EXCERPTED TEXT -
>>>>

Essay: Tuning In to What Makes You Unique

Essay: Tuning In to What Makes You Unique

Laura Attridge
This essay is from a series titled “The Things They Didn’t Teach You At Conservatoire” by director, writer, and Schmopera contributor Laura Attridge. They are originally published through her newsletter, crossposted and edited here with her permission.

“There is a vitality, a life force, an energy, a quickening that is translated through you into action, and because there is only one of you in all of time, this expression is unique. And if you block it, it will never exist through any other medium and it will be lost. The world will not have it. It is not your business to determine how good it is nor how valuable nor how it compares with other expressions. It is your business to keep it yours clearly and directly, to keep the channel open. You do not even have to believe in yourself or your work. You have to keep yourself open and aware to the urges that motivate you. Keep the channel open.” - Martha Graham

The longer I work in the arts, the more fundamentally I believe that every artist has something powerfully unique to offer to the world. But the longer I work in the arts, the more I also notice this idea missing from the primary narratives encountered by artists in traditional training routes into opera and classical music.

Instead, the message - often delivered via unspoken means, which makes it even more insidious - tends to be that there is one way to be an artist in any particular discipline: one way to measure excellence (whatever that even means), one kind of career towards which everyone in a department should strive, one vision of a successful future. By the same token, says that message, there is one way to be worthy - to be valid. And if you can’t or won’t follow that path, you and your art are a failure.

This damaging messaging shows up in all sorts of ways and all sorts of places. I’ll explore just a few of them here.

What makes you unique?

No one asked me this when I was at music college. No one ever even hinted that the things I brought to the table - my singular combination of skills, experiences, knowledge, passions, and so on - might be something to explore, much less celebrate. In fact, I was told multiple times, by multiple teachers and mentors, to “turn my brain off”, because apparently no one wants an intellectual soprano. The message was clear: there are a set number of kinds of soprano you can be; we’ll decide what kind you are and you can try to live up to that.

The few times I furtively indicated that I had interests or ideas outside of that set model, it was strongly suggested that I lacked commitment to my primary training, and that those other interests or ideas would get in the way. As a result, my reliance on external validation grew and grew, while my faith in my own instincts dwindled to nearly nothing.

Once I left college, it took me a few years to begin untangling myself from that messaging: even having moved away from performance-based practice, I was still trying to be what I thought other people wanted me to be, trying to live up to what my new career trajectory should look like, what would traditionally constitute “success” as a writer and director.

<<<<

SUPPLIED RECORDS -
>>>>

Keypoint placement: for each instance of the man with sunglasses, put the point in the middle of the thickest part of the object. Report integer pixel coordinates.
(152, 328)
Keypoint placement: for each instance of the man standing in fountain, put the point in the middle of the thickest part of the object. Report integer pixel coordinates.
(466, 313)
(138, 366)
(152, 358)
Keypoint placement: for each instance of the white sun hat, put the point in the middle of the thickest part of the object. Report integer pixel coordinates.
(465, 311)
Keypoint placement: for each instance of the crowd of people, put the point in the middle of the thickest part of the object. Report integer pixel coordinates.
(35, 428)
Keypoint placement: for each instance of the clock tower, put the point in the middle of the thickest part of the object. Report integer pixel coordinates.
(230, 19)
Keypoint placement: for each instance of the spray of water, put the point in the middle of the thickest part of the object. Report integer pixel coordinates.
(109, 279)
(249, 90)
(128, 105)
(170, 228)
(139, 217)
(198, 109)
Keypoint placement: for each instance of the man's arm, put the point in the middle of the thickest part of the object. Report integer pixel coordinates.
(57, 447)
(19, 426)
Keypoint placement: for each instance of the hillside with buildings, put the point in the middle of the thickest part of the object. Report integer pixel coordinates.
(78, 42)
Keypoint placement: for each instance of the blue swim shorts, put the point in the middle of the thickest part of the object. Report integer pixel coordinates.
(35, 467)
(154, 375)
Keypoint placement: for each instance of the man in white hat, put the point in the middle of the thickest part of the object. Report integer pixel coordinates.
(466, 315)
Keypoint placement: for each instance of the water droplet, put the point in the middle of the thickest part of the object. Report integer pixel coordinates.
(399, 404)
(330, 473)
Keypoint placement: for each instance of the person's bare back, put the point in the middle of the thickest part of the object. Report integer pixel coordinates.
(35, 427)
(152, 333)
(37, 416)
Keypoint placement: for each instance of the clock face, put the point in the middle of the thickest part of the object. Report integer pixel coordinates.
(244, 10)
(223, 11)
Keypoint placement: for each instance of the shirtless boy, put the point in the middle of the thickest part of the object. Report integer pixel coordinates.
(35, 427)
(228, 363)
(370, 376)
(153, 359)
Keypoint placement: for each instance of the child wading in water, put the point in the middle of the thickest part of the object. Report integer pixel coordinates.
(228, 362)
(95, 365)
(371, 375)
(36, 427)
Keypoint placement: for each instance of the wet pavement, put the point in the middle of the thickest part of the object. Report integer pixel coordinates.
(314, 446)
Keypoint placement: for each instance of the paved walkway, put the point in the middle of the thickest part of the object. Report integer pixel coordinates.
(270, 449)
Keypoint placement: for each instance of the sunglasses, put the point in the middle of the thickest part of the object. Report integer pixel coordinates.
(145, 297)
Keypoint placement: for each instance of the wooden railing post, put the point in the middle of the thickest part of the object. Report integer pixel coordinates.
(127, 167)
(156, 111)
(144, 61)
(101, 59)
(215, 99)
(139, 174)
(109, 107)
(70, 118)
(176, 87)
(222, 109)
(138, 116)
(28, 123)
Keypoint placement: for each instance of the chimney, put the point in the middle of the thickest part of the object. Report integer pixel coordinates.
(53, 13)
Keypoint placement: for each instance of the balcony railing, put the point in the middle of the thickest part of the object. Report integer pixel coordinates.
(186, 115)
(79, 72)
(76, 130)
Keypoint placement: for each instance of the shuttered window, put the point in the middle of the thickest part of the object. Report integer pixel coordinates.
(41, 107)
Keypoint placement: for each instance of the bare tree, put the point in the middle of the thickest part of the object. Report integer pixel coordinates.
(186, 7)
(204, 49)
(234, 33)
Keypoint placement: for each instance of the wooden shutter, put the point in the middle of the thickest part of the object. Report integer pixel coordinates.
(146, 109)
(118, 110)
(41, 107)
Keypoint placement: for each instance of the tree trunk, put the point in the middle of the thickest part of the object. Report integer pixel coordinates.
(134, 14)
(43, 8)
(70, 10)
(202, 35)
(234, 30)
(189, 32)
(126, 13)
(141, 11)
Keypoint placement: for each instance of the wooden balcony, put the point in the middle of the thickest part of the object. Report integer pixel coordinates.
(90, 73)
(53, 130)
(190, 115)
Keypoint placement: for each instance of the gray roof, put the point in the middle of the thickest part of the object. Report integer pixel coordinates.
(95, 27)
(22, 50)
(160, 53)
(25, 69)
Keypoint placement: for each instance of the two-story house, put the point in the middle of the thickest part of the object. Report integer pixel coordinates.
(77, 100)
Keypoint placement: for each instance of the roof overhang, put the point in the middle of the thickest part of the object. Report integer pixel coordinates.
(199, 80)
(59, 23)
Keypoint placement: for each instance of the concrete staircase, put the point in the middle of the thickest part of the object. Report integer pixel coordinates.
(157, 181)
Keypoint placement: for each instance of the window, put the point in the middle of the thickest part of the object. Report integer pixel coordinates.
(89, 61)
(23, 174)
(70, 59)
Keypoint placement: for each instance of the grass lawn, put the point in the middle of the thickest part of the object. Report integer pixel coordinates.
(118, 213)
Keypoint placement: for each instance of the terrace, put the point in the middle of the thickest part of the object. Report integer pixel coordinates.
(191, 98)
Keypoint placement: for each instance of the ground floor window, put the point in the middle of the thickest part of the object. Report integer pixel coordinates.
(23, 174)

<<<<

YOUR INSTRUCTIONS -
How would you put this sentence from the essay on artistic uniqueness into Spanish: "This damaging messaging shows up in all sorts of ways and all sorts of places." The records were drawn from a separate source and have no connection to the essay.

WRITTEN SOLUTION -
Este mensaje dañino aparece de muchísimas maneras y en muchísimos lugares.